# What to work on
Change every "biggest circle" in the listing below to "largest circle", keeping all other text the same. Reproduce the full listing without the pictures.

# Task data
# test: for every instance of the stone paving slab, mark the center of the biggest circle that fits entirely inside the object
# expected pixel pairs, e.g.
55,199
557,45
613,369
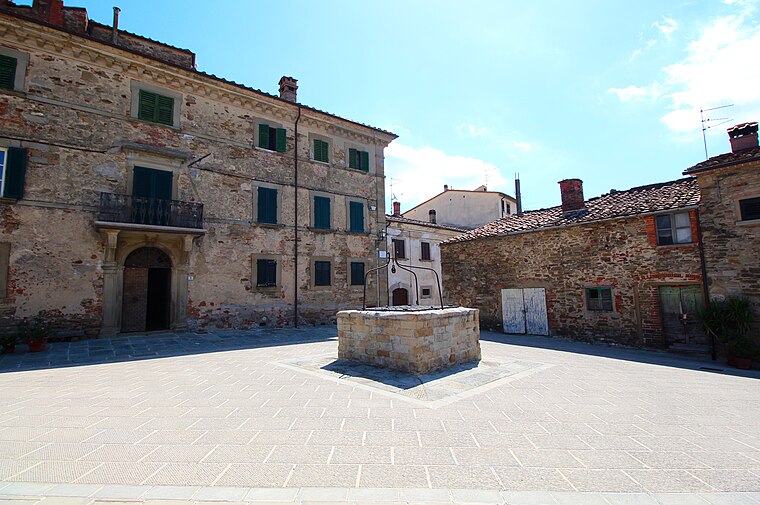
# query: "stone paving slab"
227,413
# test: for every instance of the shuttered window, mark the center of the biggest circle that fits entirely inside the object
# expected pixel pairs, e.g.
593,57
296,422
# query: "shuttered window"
358,159
357,273
273,139
267,205
7,71
356,217
750,209
156,108
322,275
322,212
321,151
12,172
266,273
599,299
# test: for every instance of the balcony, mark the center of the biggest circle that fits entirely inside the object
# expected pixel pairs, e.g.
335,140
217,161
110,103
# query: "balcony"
137,210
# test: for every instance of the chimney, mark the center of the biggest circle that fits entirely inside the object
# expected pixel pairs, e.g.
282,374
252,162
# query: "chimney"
288,88
743,136
115,34
572,195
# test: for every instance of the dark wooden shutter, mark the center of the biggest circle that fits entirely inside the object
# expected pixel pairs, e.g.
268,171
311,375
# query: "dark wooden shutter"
353,159
356,217
365,161
15,173
7,71
281,140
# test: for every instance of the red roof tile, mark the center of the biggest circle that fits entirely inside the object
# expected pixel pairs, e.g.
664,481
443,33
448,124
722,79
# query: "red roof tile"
615,204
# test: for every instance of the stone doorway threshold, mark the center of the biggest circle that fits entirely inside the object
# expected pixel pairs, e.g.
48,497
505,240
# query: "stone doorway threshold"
433,390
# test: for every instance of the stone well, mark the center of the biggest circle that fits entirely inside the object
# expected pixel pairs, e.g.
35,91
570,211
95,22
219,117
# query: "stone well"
412,340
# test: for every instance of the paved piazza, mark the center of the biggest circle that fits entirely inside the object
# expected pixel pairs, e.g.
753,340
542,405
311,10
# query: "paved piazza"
265,416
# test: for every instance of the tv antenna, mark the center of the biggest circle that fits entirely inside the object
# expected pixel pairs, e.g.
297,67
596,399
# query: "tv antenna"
706,126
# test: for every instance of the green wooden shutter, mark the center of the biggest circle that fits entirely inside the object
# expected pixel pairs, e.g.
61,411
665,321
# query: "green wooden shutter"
281,140
365,161
15,173
7,71
353,158
147,106
264,136
356,217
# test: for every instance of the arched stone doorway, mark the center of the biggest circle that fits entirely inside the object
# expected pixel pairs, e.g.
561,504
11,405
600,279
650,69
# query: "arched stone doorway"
400,296
146,299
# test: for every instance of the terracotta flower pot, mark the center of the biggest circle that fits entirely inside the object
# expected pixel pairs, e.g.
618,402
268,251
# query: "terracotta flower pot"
36,345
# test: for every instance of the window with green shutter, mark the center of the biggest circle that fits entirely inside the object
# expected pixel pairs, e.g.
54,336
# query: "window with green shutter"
266,273
322,212
7,71
155,108
267,205
271,138
321,151
356,217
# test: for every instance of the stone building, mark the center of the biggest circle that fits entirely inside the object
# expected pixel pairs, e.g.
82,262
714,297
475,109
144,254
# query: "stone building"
622,267
417,244
730,217
462,208
139,193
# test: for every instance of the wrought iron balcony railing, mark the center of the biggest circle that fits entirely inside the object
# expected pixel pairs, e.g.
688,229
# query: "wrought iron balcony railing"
151,211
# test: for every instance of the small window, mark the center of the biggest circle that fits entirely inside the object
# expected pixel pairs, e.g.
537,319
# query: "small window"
599,299
273,139
266,273
357,273
358,159
322,212
155,108
425,250
398,249
673,229
321,151
267,205
356,217
750,209
8,66
322,273
12,172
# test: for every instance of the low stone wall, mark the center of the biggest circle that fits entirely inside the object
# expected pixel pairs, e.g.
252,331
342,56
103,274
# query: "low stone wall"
416,342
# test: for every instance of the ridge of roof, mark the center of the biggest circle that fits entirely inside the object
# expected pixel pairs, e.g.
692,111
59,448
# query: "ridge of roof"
646,199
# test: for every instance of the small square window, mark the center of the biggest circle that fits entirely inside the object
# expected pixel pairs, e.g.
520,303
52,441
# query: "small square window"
599,299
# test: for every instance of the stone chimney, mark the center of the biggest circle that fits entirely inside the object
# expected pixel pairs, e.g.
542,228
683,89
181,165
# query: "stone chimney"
743,136
572,195
288,88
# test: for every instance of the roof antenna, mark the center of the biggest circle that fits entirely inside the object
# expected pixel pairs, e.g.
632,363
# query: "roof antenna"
705,126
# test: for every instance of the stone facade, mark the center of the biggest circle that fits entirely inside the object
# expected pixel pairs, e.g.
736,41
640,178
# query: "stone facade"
619,254
416,342
72,115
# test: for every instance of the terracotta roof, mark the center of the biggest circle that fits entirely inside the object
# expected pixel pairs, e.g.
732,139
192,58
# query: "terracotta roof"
660,197
724,160
417,222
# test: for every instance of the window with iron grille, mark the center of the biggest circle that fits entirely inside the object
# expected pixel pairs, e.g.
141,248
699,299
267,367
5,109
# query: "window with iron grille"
599,299
673,229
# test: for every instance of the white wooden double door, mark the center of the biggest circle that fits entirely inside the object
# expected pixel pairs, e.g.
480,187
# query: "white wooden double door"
524,311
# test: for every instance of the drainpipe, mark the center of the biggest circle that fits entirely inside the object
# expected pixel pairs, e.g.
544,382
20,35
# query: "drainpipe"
295,220
705,289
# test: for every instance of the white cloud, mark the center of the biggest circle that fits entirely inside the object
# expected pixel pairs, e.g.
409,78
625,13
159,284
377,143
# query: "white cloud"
420,173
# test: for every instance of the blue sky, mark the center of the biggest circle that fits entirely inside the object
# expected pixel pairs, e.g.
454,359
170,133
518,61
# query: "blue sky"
606,91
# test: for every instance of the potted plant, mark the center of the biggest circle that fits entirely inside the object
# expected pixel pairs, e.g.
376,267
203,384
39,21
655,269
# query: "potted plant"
731,321
35,332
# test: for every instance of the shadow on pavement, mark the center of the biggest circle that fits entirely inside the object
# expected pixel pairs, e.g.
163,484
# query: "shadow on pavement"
621,353
161,345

# Finished task
# test: for every instance of the stone paving slab, mark the center of the largest circle that fits entirely inside the object
# expected pixel pairs, e.g.
55,199
557,45
613,369
# query: "stone paving slab"
227,413
# test: for every instance of the shuttered window, mark the center of the largest circle that fits entirely inside the object
# expected pixel pairs, e.g.
593,57
296,422
# query: "shuttered window"
358,159
357,273
273,139
267,205
7,71
356,217
750,209
156,108
322,275
322,212
321,151
12,172
266,273
599,299
# test: for every instance of the balcony, mark the center of the largest circle that fits entirely inside the object
# expected pixel pairs, e.g.
335,140
217,161
110,103
# query: "balcony"
137,210
# test: for every instance of the chimney, mark the center of the largest circle that fits entirely inside the object
# expected pixel pairs, e.g.
282,374
252,162
# query: "chimney"
288,88
743,136
115,34
572,195
# test: for every instance of the dark wooden shutter, mark the center of the largest circle that fits entirely inside the object
# expected pixel pairs, e.g.
268,171
311,375
# query: "dark wooden shutter"
353,159
356,217
365,161
15,173
7,71
281,140
# test: for every instance of the red roof tile, mark the center of the largest circle that fits entirely inside the object
# expected pixel pairs, e.g.
664,481
443,33
448,124
722,79
# query: "red roof tile"
615,204
# test: for every instance of the stone doorway threshold, mark the center of the largest circle that fits entirely inside the object
# expected pixel pairs, e.g.
48,497
505,240
# query: "stone doorway threshold"
433,390
# test: for every instance of the stone well, mark the center of the largest circle that fits entirely inside the object
# expected pixel pairs, e.g.
35,91
570,211
95,22
219,117
# query: "stone well"
412,340
# test: for every instance of the paved piazza, mark the center of the largest circle that fits entirely inside the object
# expected pixel pairs, e.g.
753,340
542,405
311,10
# query: "paved piazza"
265,416
# test: for every instance of the tv antenna, mark the center of the largest circle that fits entirely inside the object
# expected pixel pairs, e.g.
297,67
596,399
# query: "tv antenna"
706,126
# test: for every instance of the green wooden shutter, mark the center of the largest circle that fits entirely inside the object
# expected pixel pairs, e.g.
61,411
665,321
# query: "green wooden shutter"
281,140
365,161
15,173
7,71
353,158
147,106
264,136
356,217
# test: for every instance of the arched stone doorway, mark the center of the largest circle that fits entirely inside the object
# expected pixel pairs, e.g.
561,504
11,405
600,279
650,69
# query: "arched stone doorway"
400,296
146,299
# test: for every instance of the terracotta flower pot, mark the center of the largest circle that fits entirely inside the object
# expected pixel pairs, e.g.
618,402
268,251
# query: "terracotta flower pot"
36,345
# test: for every instance of the window with green shutter, mark the center of the largest circle that fits entirely inside the object
# expected pixel pairs, e.g.
54,336
# query: "window with green shutter"
266,273
322,212
7,71
155,108
267,205
271,138
321,151
356,217
# test: for every instance of the stone building, mark the center of the largest circle that fits entirely inside the object
# expected pixel pairs, e.g.
82,262
714,297
475,109
144,254
# query: "stone building"
622,267
417,244
730,217
462,208
139,193
# test: for every instance of the wrought iron balcony railing, mark the center of the largest circle that fits entirely inside the object
# expected pixel pairs, e.g.
688,229
# query: "wrought iron balcony railing"
151,211
# test: for every instance of the small window, mark the center of the largest circle that fits entirely inside the object
# expected pixel pairs, e.g.
537,319
# query: "small window"
599,299
273,139
266,273
357,273
358,159
322,212
155,108
425,250
398,249
673,229
321,151
267,205
356,217
750,209
8,66
322,273
12,172
# test: for every instance of the low stone wall, mark the center of the largest circle that fits entirely inside the object
# expected pixel pairs, e.g.
252,331
342,56
103,274
# query: "low stone wall"
416,342
# test: for every instance of the ridge of roof, mark the center of the largest circle that fits entirely inside the object
# expected pixel pairs, e.g.
692,111
59,448
# query: "ridge of roof"
646,199
# test: for every instance of the small square window, mark the center of the largest circle that fits entirely inside the object
# expected pixel pairs, e.g.
520,303
52,441
# query: "small square window"
599,299
# test: for every instance of the stone chimney, mark the center of the largest circle that fits entirely inside the object
# expected pixel pairs, e.g.
542,228
683,89
181,165
# query: "stone chimney"
743,136
572,195
288,88
# test: for every instance of the roof antenna, mark the center of the largest circle that fits entirely inside the object
# expected pixel pairs, e.g.
632,363
# query: "roof antenna"
705,126
# test: for every instance of the stone facade, mark the center of the largest circle that fits entirely inside the object
# expected pixel pairs, e.g.
736,41
640,178
# query: "stone facade"
619,254
416,342
72,115
# test: for every instance of the terracotta roof, mark the center of the largest circle that fits entirely inside the object
# expected pixel pairs, e.g.
732,139
192,58
# query: "terracotta roof"
660,197
724,160
417,222
# test: for every instance of the window with iron grille, mark the center of the largest circle that fits entirely inside the object
# expected pixel pairs, e.g.
141,248
699,299
267,367
5,109
# query: "window with iron grille"
599,299
673,229
# test: for every instance of the white wooden double door, mark the center of the largest circle that fits entirely inside the object
# expected pixel pairs, e.g.
480,187
# query: "white wooden double door"
524,311
# test: for every instance of the drainpipe, mark the center of the largest circle that fits entirely inside the object
# expected pixel pairs, e.g.
544,382
20,35
# query: "drainpipe"
295,220
705,289
# test: for every instance of the white cloud, mark the center of the largest circle that fits entirely inside the object
# expected pixel pairs, e.g.
409,78
625,13
159,284
377,143
# query: "white cloud"
420,173
# test: for every instance of the blue sky, mark the center of the largest circle that fits entirely inside the object
# expected pixel pairs, e.g.
454,359
170,133
518,61
# query: "blue sky"
606,91
# test: for every instance of the potted plant, mark the center of the largest circle that fits entirely inside the object
# expected pixel pairs, e.g.
376,267
203,384
39,21
655,269
# query: "potted plant"
731,321
35,332
# test: for every instance of the shadow on pavement, mark the center of the largest circle that fits entirely inside the object
# expected pixel pairs, e.g.
163,484
# query: "shadow on pavement"
621,353
161,345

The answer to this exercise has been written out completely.